## [DOCUMENT PASSAGE]
━━━━━━━━━━
Sunday, June 28, 2020

A record of a sunset. At midnight by moonlight.


June 28.

OEnothera biennis, evening-primrose, with its conspicuous flowers but rather unsightly stem and leaves. 

The Rubus odorata, purple flowering raspberry, in gardens. 

Potatoes for some time. 

Evening. 7 p.m. — Moon more than half. 

There are meteorologists, but who keeps a record of the fairer sunsets? 

While men are recording the direction of the wind, they neglect to record the beauty of the sunset or the rainbow. 

The sun not yet set

The bobolink sings descending to the meadow as I go along the railroad to the pond. 

The seringo-bird and the common song sparrow, — and the swallows twitter. 

The plaintive strain of the lark, coming up from the meadow, is perfectly adapted to the hour. 

When I get nearer the wood, the veery is heard, and the oven-bird, or whet-saw, sounds hollowly from within the recesses of the wood. 

The clouds in the west are edged with fiery red. A few robins faintly sing. 

The huckleberry-bird in more open fields in the woods. The thrasher?

The sun is down. 

The night-hawks are squeaking in the somewhat dusky air and occasionally making the ripping sound; the chewinks sound; the bullfrogs begin, and the toads; also tree-toads more numerously. 

Walden imparts to the body of the bather a remark ably chalky-white appearance, whiter than natural, tinged with blue, which, combined with its magnifying and distorting influence, produces a monstrous and ogre like effect, proving, nevertheless, the purity of the water. 

The river water, on the other hand, imparts to the bather a yellowish tinge.

There is a very low mist on the water close to the shore, a few inches high. 

The moon is brassy or golden now, and the air more dusky; yet I hear the pea-wai and the wood thrush, and now a whip-poor-will before I have seen a star.
━━━━━━━━━━
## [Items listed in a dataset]

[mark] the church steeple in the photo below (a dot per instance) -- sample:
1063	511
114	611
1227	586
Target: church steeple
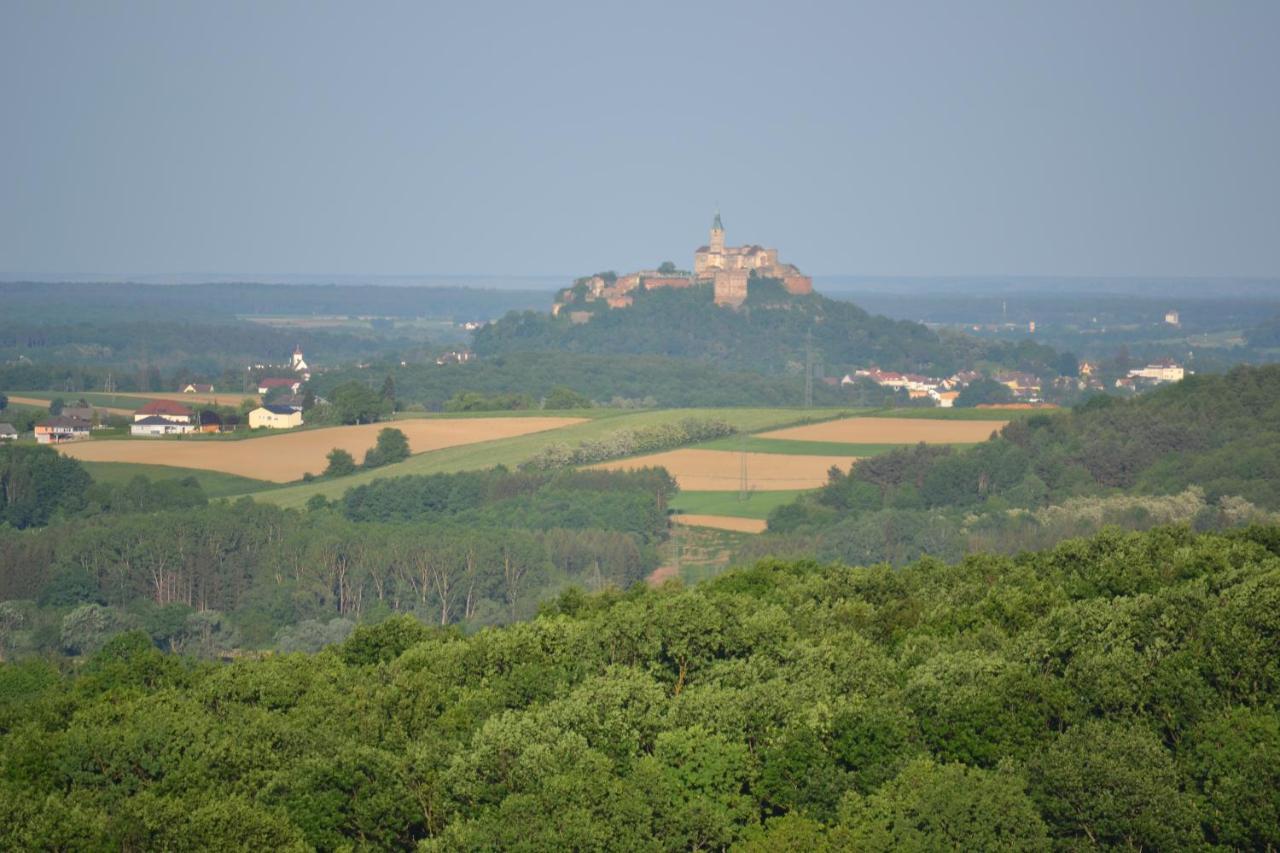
717	242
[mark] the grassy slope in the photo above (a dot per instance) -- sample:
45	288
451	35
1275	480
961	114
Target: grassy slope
758	505
757	445
959	414
512	451
215	483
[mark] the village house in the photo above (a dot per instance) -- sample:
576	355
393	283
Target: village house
62	428
163	418
1157	372
274	418
266	386
455	356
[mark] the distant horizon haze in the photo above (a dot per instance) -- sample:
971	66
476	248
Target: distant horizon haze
909	140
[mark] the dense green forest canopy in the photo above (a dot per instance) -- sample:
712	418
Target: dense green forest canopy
1216	434
768	334
1115	692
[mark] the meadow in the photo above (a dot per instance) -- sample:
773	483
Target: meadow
288	456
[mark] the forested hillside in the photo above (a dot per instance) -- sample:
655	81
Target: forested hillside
1203	451
1118	692
768	336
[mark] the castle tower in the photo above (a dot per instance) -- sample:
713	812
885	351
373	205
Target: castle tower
717	242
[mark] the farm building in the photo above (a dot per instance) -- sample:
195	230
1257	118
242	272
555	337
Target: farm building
209	422
62	429
274	418
266	386
155	425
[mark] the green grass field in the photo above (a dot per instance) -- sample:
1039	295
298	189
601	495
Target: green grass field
215	483
513	451
757	445
92	398
958	414
758	505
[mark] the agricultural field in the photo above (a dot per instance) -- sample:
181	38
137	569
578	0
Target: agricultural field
124	402
214	483
705	470
891	430
286	457
593	424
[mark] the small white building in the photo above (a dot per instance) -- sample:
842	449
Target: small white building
274	418
1164	370
155	427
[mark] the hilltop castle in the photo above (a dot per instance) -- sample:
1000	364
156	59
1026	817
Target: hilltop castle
731	268
727	268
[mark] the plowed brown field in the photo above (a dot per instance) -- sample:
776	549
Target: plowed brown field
288	456
891	430
723	523
700	470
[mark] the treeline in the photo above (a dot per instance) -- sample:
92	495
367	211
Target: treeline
629	442
62	304
609	379
474	547
1118	692
625	501
769	336
1217	436
37	486
254	570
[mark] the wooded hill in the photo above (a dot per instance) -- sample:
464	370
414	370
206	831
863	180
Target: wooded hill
1118	692
1212	441
769	334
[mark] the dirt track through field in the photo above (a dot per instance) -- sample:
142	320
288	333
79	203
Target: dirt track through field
723	523
700	470
287	456
891	430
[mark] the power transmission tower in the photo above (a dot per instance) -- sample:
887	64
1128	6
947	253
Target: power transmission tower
808	369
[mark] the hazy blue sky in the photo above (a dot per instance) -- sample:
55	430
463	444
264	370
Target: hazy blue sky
1080	138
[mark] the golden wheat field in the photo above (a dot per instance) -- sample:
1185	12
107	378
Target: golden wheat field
891	430
723	523
287	456
702	470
━━━━━━━━━━
## [ACTIONS TO TAKE]
[1] Turn the journal entry's paragraph that begins "The night-hawks are squeaking" into a short list, keeping its main facts.
[2] Write out the journal entry word for word from "The huckleberry-bird in" to "few inches high.".

## [WRITTEN ANSWERS]
[1]
- Night-hawks squeak in the somewhat dusky air and sometimes make a ripping sound.
- Chewinks sound.
- Bullfrogs and toads begin.
- Tree-toads join in, in greater numbers.

[2]
The huckleberry-bird in more open fields in the woods. The thrasher?

The sun is down. 

The night-hawks are squeaking in the somewhat dusky air and occasionally making the ripping sound; the chewinks sound; the bullfrogs begin, and the toads; also tree-toads more numerously. 

Walden imparts to the body of the bather a remark ably chalky-white appearance, whiter than natural, tinged with blue, which, combined with its magnifying and distorting influence, produces a monstrous and ogre like effect, proving, nevertheless, the purity of the water. 

The river water, on the other hand, imparts to the bather a yellowish tinge.

There is a very low mist on the water close to the shore, a few inches high.